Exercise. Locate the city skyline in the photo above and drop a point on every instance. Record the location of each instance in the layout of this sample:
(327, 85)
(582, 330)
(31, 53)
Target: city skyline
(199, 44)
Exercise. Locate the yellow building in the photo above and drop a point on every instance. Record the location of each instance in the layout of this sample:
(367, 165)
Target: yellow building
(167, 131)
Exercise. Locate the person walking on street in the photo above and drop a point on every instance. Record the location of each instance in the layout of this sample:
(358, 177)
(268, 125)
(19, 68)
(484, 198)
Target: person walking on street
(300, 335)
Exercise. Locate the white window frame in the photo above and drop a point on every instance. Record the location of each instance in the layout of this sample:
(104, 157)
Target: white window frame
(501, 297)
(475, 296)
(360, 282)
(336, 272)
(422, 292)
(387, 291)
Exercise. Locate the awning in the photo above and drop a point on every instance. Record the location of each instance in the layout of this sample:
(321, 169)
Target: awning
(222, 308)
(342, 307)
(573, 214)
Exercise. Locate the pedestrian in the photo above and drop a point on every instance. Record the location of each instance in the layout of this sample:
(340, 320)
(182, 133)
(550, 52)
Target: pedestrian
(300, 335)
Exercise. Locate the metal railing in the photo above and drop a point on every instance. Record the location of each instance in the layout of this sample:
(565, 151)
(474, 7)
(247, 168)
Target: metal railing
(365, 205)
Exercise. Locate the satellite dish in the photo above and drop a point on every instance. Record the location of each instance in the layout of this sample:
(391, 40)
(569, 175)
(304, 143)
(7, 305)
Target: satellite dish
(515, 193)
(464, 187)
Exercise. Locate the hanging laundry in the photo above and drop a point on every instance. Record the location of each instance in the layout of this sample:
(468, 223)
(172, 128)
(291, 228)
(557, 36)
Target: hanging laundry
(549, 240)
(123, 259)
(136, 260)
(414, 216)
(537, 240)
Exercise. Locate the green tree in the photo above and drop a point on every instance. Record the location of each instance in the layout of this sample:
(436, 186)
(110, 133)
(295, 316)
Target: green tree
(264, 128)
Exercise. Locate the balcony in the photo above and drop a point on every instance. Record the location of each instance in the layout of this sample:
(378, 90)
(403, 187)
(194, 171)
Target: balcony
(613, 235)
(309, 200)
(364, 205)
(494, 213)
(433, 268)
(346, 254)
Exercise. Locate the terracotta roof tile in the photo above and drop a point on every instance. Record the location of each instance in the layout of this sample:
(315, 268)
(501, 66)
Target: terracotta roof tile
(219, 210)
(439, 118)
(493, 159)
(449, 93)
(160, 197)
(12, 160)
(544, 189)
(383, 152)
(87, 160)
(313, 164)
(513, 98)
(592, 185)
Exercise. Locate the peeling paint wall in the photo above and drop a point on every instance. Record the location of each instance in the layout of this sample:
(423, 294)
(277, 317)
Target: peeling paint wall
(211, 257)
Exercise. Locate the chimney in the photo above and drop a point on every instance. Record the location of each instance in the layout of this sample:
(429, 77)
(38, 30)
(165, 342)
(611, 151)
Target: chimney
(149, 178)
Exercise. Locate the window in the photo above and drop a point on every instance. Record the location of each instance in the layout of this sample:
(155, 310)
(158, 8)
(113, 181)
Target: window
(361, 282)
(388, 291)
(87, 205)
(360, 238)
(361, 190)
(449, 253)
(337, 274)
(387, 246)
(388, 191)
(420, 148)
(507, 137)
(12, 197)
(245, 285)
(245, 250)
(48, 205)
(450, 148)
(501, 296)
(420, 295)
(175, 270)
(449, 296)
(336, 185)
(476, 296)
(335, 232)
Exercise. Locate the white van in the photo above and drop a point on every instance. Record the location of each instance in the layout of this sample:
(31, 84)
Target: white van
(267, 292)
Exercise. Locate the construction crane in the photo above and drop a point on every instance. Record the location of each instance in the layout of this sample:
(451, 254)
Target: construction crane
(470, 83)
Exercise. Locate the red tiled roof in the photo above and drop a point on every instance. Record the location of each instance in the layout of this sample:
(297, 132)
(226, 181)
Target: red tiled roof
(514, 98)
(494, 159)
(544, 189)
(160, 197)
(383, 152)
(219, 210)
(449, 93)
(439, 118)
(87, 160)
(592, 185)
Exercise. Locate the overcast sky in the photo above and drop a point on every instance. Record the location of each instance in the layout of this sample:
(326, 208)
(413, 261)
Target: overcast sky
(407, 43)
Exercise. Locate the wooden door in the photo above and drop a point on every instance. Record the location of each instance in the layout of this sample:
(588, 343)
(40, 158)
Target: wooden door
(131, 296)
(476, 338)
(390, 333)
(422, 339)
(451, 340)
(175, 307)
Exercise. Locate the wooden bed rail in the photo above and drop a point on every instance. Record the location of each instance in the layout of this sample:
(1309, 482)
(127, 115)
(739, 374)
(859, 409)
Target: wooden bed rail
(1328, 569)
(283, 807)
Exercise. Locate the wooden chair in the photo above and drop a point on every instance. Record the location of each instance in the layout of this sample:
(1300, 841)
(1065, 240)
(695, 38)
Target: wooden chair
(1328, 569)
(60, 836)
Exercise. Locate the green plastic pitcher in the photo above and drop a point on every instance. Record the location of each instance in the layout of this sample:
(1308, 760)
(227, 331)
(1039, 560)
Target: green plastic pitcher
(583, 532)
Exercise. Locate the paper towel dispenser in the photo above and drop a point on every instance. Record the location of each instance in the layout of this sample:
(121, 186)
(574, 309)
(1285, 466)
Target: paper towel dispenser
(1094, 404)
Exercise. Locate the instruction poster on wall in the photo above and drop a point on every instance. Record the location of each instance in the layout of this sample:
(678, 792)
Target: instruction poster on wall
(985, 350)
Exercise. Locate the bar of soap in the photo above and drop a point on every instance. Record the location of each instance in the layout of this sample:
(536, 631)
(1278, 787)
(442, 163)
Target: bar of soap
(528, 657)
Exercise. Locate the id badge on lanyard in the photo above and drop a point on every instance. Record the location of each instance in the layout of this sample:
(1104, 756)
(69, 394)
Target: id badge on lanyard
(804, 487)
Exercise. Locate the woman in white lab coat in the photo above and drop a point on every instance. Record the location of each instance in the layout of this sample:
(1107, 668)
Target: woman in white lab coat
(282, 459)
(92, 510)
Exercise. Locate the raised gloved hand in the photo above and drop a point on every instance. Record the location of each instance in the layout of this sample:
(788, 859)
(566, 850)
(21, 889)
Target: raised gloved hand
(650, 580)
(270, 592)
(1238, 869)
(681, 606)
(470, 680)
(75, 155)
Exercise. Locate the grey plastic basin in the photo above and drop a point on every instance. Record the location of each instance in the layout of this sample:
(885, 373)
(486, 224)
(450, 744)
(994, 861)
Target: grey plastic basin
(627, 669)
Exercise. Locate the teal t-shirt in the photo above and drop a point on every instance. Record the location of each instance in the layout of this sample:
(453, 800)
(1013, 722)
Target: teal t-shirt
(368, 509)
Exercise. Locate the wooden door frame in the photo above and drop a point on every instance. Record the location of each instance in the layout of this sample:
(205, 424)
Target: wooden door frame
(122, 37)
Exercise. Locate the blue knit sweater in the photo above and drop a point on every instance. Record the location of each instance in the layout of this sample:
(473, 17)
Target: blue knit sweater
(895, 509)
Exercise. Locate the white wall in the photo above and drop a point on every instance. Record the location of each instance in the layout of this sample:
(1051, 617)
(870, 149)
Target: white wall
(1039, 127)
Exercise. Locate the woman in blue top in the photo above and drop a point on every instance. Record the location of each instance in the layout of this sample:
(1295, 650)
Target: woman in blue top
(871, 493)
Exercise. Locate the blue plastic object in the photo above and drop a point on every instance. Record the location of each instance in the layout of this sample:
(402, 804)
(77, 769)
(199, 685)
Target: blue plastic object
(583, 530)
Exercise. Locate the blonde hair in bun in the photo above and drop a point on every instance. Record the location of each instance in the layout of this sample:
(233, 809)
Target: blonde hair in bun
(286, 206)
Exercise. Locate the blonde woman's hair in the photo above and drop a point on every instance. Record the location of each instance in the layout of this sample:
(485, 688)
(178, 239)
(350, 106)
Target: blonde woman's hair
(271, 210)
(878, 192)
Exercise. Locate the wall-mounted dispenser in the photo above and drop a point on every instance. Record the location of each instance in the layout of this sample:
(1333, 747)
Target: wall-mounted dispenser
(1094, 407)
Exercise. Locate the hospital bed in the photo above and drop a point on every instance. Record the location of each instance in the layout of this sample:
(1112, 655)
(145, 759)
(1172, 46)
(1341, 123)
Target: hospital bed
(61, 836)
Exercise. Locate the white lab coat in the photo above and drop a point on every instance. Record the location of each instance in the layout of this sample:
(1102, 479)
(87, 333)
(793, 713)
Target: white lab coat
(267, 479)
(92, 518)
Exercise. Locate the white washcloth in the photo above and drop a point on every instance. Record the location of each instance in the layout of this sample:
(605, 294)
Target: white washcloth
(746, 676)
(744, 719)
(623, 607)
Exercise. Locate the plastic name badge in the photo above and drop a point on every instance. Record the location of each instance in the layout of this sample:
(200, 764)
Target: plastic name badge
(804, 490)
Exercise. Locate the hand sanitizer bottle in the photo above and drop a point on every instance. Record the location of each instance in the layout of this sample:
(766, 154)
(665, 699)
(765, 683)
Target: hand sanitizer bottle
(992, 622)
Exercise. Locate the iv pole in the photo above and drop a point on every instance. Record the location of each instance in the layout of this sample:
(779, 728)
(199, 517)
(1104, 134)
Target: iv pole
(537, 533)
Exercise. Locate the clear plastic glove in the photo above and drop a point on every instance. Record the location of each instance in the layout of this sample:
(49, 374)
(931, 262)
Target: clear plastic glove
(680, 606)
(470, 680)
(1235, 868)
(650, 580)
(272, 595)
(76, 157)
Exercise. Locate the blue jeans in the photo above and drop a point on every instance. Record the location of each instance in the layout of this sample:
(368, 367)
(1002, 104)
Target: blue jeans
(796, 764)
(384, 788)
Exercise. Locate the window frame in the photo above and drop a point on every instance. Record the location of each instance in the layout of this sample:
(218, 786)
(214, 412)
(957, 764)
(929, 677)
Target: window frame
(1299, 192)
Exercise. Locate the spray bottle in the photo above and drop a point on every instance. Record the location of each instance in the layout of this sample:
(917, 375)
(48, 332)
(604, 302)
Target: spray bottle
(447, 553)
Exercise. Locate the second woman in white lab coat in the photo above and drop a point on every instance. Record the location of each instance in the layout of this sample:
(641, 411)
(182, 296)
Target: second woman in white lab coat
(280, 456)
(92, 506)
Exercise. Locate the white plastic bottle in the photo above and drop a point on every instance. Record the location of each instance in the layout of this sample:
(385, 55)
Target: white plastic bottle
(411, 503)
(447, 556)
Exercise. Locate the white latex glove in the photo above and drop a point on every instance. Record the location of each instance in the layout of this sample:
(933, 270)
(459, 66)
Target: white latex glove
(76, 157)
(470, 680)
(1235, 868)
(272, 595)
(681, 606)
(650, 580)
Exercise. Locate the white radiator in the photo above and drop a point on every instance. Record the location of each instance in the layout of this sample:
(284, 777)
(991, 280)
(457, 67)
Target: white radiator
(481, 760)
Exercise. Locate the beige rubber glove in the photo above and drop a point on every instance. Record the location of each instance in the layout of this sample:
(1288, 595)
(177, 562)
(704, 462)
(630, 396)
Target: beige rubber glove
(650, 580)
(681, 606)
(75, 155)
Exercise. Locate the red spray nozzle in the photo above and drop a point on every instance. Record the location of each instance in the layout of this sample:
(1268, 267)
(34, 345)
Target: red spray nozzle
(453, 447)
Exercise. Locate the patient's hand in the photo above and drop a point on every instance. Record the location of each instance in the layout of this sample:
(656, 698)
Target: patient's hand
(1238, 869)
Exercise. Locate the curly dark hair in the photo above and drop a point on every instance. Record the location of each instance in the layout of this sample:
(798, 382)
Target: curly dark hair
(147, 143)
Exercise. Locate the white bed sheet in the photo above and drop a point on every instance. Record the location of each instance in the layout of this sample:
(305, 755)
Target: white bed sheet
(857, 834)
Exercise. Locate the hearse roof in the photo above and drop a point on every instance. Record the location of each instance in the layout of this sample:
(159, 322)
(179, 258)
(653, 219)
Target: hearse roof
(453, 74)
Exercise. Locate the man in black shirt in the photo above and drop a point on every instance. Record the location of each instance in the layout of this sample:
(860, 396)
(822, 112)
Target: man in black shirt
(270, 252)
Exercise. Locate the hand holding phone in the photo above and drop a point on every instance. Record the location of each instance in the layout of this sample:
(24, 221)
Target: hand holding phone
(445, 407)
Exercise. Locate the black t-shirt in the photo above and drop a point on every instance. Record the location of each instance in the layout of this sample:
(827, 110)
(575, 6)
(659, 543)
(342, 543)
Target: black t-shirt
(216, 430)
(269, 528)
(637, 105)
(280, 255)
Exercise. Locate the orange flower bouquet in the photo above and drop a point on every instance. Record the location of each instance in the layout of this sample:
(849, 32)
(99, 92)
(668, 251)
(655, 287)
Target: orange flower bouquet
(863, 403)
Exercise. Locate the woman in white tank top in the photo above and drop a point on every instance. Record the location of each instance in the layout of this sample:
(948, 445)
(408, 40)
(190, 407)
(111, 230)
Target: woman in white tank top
------
* **DIRECTIONS FOR THIS TASK**
The line above containing "Exercise. Locate the white latex", the line containing "(1288, 595)", and every line between them are to be transcribed exactly; no other line is wanted.

* **EXERCISE RESPONSE**
Exercise. Locate the white latex glove in the photo above and drop a point on every instance. Record the location of each instance in the layout of this sample:
(933, 270)
(459, 66)
Target: white latex glove
(76, 157)
(470, 680)
(1235, 868)
(272, 595)
(681, 606)
(650, 580)
Exercise. Locate the white radiator in the photo above and drop a point on every instance. Record the location of each instance in the layout of this sample:
(284, 777)
(991, 280)
(457, 67)
Target: white radiator
(481, 760)
Exercise. Locate the beige rubber glove in the photo above and drop a point on every instance. Record the location of each instance in the layout of this sample:
(1288, 595)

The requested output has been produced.